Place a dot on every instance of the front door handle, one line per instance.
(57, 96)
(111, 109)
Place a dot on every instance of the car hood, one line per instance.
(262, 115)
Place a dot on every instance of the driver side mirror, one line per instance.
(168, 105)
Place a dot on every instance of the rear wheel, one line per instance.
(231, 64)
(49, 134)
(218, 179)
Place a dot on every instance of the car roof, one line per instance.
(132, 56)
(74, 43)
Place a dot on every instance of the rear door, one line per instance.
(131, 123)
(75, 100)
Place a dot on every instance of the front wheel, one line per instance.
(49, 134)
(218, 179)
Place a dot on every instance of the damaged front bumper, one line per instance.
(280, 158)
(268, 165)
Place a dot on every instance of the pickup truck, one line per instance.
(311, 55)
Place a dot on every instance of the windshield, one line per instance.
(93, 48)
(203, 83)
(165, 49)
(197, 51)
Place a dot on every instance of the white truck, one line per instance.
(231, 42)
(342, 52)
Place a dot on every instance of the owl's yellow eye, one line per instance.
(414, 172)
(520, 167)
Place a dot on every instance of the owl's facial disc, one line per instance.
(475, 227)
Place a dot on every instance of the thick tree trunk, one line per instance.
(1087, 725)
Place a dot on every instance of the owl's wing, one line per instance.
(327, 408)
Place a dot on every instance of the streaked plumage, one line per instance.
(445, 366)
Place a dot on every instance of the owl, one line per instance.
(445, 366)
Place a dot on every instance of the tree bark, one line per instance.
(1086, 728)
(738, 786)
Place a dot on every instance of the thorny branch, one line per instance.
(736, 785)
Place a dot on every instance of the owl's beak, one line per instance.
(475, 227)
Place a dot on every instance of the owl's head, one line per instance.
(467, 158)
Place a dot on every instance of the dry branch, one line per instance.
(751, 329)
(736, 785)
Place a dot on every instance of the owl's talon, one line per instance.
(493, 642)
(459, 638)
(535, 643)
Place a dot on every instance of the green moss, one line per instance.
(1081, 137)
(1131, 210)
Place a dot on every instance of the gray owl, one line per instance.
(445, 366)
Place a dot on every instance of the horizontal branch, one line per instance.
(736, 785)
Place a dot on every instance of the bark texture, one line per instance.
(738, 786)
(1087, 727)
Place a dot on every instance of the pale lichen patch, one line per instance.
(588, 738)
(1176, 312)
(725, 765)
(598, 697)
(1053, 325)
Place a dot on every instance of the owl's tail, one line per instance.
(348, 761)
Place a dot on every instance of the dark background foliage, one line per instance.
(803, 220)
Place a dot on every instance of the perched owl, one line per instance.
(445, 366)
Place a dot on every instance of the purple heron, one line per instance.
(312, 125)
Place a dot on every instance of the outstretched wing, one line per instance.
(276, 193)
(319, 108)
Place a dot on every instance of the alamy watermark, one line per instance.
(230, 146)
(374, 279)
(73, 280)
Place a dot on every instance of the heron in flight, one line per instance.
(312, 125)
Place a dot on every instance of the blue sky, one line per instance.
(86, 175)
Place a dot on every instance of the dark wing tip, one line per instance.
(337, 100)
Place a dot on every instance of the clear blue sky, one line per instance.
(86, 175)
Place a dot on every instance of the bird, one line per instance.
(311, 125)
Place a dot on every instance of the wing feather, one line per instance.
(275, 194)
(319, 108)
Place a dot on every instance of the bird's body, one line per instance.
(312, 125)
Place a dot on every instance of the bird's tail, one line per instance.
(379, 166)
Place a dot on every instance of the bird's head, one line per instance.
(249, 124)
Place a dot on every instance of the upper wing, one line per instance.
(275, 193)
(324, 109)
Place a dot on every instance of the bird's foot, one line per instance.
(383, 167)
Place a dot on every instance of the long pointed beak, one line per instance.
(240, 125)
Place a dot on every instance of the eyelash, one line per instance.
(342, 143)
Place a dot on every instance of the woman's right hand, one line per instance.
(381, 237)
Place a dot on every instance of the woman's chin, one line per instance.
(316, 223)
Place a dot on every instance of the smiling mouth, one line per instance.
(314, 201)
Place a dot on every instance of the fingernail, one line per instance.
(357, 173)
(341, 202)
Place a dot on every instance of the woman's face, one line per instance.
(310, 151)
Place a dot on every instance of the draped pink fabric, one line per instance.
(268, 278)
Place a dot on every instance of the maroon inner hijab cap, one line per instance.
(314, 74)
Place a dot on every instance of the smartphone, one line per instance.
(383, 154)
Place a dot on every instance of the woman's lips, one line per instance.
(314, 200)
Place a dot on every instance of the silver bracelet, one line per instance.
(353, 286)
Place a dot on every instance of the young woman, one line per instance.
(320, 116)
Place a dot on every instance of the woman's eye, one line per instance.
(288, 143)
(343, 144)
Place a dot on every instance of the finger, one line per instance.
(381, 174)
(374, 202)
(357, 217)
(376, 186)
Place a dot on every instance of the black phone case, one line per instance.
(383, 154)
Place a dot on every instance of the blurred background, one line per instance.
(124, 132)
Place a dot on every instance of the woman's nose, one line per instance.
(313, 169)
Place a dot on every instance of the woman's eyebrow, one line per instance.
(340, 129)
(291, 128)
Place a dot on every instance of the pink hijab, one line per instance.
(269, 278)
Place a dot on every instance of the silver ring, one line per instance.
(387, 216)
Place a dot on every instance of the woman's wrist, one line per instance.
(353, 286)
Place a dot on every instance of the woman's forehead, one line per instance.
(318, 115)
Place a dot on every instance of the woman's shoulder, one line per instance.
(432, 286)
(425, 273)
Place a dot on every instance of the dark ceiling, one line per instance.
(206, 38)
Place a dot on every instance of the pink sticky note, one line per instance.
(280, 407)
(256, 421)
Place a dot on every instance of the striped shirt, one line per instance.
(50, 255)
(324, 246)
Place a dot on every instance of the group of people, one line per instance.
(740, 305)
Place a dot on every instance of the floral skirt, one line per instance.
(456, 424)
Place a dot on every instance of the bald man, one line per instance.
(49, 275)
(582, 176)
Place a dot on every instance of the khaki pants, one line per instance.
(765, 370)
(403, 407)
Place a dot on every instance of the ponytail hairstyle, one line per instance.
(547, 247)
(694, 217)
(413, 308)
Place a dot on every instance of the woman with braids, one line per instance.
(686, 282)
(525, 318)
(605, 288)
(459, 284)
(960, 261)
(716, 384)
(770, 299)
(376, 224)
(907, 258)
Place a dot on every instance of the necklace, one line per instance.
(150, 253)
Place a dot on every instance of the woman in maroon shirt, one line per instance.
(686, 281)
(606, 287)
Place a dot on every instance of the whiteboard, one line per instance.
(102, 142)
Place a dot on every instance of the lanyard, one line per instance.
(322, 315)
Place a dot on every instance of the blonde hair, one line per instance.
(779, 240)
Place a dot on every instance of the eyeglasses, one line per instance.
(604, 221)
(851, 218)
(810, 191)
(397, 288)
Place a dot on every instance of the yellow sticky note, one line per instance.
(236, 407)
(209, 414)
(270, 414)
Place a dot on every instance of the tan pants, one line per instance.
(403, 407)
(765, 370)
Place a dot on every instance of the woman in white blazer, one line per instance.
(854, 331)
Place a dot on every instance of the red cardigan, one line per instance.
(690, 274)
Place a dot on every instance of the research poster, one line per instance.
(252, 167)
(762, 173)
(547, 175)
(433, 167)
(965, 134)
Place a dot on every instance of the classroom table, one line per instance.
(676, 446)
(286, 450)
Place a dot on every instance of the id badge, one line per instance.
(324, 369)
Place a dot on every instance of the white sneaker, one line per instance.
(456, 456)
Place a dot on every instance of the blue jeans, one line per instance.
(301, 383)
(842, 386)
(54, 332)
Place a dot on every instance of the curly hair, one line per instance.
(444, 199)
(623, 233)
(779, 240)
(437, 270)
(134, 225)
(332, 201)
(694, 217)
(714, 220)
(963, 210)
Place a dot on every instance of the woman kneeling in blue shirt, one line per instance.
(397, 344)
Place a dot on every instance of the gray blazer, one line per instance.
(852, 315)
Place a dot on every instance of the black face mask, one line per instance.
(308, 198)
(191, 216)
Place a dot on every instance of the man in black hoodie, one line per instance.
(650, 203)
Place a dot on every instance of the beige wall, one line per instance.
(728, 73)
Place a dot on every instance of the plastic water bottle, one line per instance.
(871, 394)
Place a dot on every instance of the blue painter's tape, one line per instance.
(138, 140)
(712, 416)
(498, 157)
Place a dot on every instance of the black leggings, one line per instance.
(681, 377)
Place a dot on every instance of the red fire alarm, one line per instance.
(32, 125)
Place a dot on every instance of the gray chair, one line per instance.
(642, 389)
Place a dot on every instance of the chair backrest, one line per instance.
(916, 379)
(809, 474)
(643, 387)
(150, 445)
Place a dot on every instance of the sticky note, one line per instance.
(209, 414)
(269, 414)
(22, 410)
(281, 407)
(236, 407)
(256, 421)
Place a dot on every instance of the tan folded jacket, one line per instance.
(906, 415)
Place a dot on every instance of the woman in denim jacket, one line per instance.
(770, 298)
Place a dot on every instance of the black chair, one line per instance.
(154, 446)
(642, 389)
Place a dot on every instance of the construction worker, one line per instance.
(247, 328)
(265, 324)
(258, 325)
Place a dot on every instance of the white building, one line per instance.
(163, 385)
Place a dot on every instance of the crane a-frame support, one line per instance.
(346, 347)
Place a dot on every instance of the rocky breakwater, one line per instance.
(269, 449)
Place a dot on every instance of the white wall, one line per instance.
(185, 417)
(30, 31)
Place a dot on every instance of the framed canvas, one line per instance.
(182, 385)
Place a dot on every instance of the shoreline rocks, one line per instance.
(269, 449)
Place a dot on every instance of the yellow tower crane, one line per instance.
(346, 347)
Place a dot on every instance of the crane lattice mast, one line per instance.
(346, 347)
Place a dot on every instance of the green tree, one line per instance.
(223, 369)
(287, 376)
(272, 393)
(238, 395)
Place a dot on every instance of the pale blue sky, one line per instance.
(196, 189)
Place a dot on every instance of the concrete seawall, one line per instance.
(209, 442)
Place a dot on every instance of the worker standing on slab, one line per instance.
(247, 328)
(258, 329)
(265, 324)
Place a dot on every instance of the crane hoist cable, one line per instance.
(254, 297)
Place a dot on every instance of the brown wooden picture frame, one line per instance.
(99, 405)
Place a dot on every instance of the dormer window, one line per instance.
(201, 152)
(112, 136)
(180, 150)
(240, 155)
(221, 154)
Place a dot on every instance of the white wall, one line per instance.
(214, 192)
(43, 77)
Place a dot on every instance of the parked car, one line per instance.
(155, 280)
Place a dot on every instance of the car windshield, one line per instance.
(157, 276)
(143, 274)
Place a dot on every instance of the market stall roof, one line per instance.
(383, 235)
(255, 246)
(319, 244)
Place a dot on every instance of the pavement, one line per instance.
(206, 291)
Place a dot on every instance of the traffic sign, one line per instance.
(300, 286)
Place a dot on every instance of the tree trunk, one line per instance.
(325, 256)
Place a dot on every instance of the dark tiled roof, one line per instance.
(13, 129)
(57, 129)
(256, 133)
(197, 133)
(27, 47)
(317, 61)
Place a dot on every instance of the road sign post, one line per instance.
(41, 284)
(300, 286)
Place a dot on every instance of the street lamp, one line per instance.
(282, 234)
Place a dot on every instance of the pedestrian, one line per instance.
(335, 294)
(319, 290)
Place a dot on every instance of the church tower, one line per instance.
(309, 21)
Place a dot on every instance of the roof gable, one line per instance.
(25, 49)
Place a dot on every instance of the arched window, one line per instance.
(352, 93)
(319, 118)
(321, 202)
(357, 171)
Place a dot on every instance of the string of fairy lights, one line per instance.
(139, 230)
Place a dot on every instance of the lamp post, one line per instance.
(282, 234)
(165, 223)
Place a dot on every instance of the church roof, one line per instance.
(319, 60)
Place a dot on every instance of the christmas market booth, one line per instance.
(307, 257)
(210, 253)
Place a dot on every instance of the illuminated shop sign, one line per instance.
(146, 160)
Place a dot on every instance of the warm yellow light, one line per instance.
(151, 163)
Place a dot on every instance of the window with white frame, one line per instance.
+--
Copy the items word for word, beginning at the line that contains "Place a dot on every instance of the church roof, one" and continuing through the final line of the items.

Place a dot on every instance of the church roof, one line per instance.
(319, 60)
Place a dot on every instance of the christmas market booth, one line per instance.
(307, 257)
(210, 253)
Place a dot on every instance of the illuminated shop sign, one line per instance.
(146, 160)
Place a dot on every instance of the warm yellow light, one line per instance.
(151, 163)
Place a dot on every instance of the window with white frame, one line per instance.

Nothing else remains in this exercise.